▸ EXTRACTED TEXT
Section 6 . Miscellaneous .
a) No Rights as shareholder until Exercise . This Warrant does not entitle the Holder to any voting rights, dividend rights or other rights as a shareholder of the Company prior to the exercise hereof as set forth in Section 2, except as expressly set forth in Section 3.
b) Loss, Theft, Destruction or Mutilation of Warrant . The Company covenants that upon receipt by the Company of evidence reasonably satisfactory to it of the loss, theft, destruction or mutilation of this Warrant or any share certificate relating to the Warrant Shares, and in case of loss, theft or destruction, of indemnity or security reasonably satisfactory to it (which, in the case of the Warrant, shall not include the posting of any bond), and upon surrender and cancellation of such Warrant or share certificate, if mutilated, the Company will make and deliver a new Warrant or share certificate of like tenor and dated as of such cancellation, in lieu of such Warrant or share certificate.
c) Saturdays, Sundays, Holidays, etc . If the last or appointed day for the taking of any action or the expiration of any right required or granted herein shall not be a business day, then, such action may be taken or such right may be exercised on the next succeeding business day.
d) Authorized Shares .
i. The Company covenants that, during the period the Warrant is outstanding, it will reserve from its authorized and unissued Ordinary Shares a sufficient number of shares to provide for the issuance of the Warrant Shares upon the exercise of any purchase rights under this Warrant. The Company further covenants that its issuance of this Warrant shall constitute full authority to its officers who are charged with the duty of executing share certificates to execute and issue the necessary Warrant Shares upon the exercise of the purchase rights under this Warrant. The Company will take all such commercially reasonable action as may be necessary to assure that such Warrant Shares may be issued as provided herein without violation of any applicable law or regulation, or of any requirements of the Trading Market upon which the Ordinary Shares may be listed. The Company covenants that all Warrant Shares which may be issued upon the exercise of the purchase rights represented by this Warrant will, upon exercise of the purchase rights represented by this Warrant and payment for such Warrant Shares in accordance herewith, be duly authorized, validly issued, fully paid and nonassessable and free from all taxes, liens and charges created by the Company in respect of the issue thereof (other than taxes in respect of any transfer occurring contemporaneously with such issue).

▸ LISTED ENTRIES
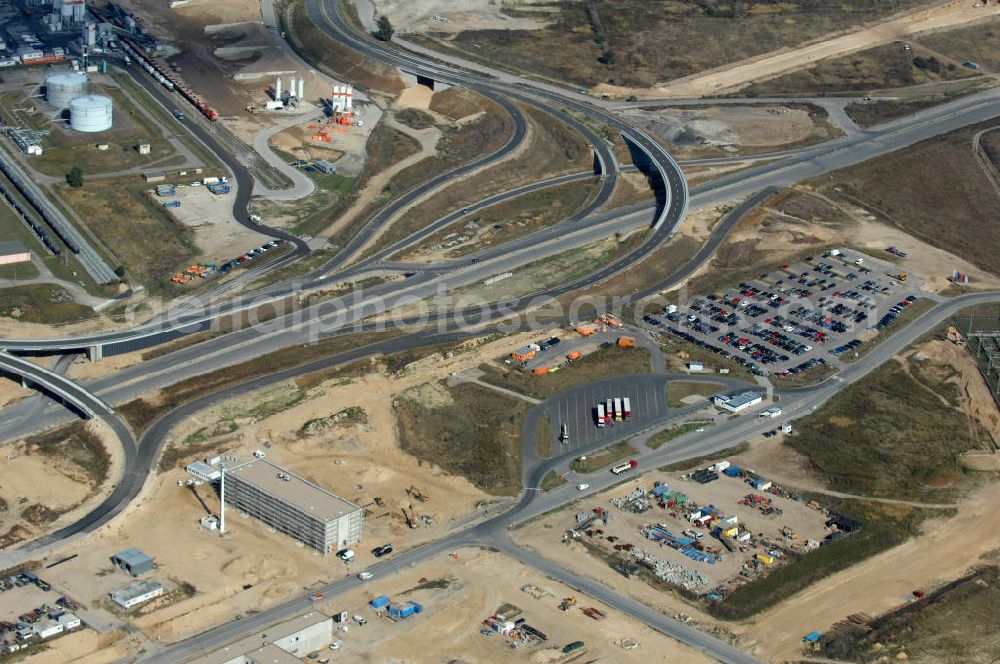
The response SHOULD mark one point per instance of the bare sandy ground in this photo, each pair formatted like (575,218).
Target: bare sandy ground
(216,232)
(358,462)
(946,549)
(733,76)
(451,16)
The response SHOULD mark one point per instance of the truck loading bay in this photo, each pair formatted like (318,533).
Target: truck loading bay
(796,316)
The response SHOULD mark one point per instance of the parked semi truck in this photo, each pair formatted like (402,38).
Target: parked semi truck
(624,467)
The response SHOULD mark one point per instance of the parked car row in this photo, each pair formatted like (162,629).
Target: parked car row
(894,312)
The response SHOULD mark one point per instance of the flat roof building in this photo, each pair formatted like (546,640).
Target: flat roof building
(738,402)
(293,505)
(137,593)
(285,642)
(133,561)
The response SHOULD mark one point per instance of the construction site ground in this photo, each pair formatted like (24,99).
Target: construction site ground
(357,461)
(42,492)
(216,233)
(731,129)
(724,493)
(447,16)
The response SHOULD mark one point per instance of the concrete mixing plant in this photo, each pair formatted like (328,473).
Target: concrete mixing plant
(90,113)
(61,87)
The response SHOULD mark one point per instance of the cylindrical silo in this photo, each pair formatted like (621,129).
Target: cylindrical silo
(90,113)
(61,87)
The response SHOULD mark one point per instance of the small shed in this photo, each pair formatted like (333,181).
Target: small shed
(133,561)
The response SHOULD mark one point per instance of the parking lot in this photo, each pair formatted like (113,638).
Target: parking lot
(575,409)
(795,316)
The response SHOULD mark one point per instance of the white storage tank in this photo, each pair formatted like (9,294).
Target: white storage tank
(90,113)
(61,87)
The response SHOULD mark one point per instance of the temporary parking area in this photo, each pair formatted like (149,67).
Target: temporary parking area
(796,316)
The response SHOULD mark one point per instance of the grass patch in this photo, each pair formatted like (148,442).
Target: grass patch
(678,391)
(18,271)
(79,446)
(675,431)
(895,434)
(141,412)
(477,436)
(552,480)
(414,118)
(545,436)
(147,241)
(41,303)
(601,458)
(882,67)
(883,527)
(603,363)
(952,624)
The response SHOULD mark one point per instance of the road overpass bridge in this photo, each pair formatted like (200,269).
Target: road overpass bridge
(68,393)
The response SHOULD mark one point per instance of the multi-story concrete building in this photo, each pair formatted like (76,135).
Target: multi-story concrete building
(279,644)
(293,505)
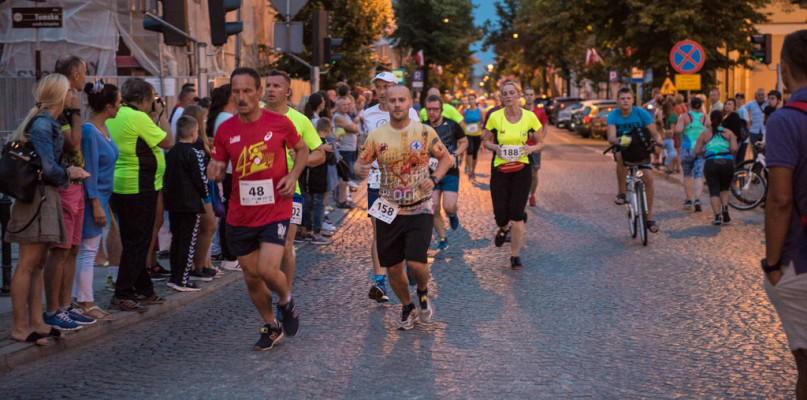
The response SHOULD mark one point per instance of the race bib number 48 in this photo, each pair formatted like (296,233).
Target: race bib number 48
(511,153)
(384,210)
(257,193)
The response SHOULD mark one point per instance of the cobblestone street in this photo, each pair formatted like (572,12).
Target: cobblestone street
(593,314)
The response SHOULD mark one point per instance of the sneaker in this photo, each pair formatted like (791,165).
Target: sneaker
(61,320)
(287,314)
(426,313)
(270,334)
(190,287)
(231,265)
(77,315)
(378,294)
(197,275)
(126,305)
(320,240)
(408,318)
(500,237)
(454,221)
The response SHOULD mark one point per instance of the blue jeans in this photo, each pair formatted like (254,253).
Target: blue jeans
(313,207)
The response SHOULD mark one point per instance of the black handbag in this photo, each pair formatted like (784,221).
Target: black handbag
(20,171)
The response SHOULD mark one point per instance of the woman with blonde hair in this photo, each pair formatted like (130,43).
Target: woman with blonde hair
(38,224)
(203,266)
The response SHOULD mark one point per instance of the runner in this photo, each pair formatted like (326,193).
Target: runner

▸ WHAT YOU WILL DO
1) Using the warrant text, decide whether each statement agrees with it: (a) before exercise, the Holder has voting rights as a shareholder of the Company; (b) an action whose appointed day is not a business day may be taken on the next business day; (c) to replace a lost Warrant, the Company may require the posting of a bond. For each, answer yes or no and quote the deciding words.
2) Continue the warrant text from where it stops, in the same style.

▸ RESPONSES BY TASK
1)
(a) No: "This Warrant does not entitle the Holder to any voting rights, dividend rights or other rights as a shareholder of the Company prior to the exercise hereof"
(b) Yes: "such action may be taken or such right may be exercised on the next succeeding business day"
(c) No: "which, in the case of the Warrant, shall not include the posting of any bond"

2)
12
ii. Except and to the extent as waived or consented to by the Holder, the Company shall not by any action, including, without limitation, amending its certificate of incorporation or through any reorganization, transfer of assets, consolidation, merger, dissolution, issue or sale of securities or any other voluntary action, avoid or seek to avoid the observance or performance of any of the terms of this Warrant, but will at all times in good faith assist in the carrying out of all such terms and in the taking of all such actions as may be necessary or appropriate to protect the rights of Holder as set forth in this Warrant against impairment. Without limiting the generality of the foregoing, the Company will (i) not increase the par value of any Warrant Shares above the amount payable therefor upon the exercise of this Warrant, (ii) take all such action as may be necessary or appropriate in order that the Company may validly and legally issue fully paid and nonassessable Warrant Shares upon the exercise of this Warrant and (iii) use commercially reasonable efforts to obtain all such authorizations, exemptions or consents from any public regulatory body having jurisdiction thereof, as may be, necessary to enable the Company to perform its obligations under this Warrant.
iii. Before taking any action which would result in an adjustment in the number of Warrant Shares for which this Warrant is exercisable or in the Exercise Price, the Company shall obtain all such authorizations therefor, exemptions thereof, or consents thereto, as may be necessary from any regulatory body having jurisdiction thereof.
e) Governing Law . All questions concerning the construction, validity, enforcement and interpretation of this Warrant shall be governed by and construed and enforced in accordance with the internal laws of the State of New York, without regard to the principles of conflicts of law thereof. Venue for jurisdiction of all disputes under this Warrant shall be as provided for in Section 7.7 of the Agreement.
f) Restrictions . The Holder acknowledges that the Warrant Shares acquired upon the exercise of this Warrant, if not registered, and the Holder does not utilize cashless exercise, will have restrictions upon resale imposed by state and federal securities laws.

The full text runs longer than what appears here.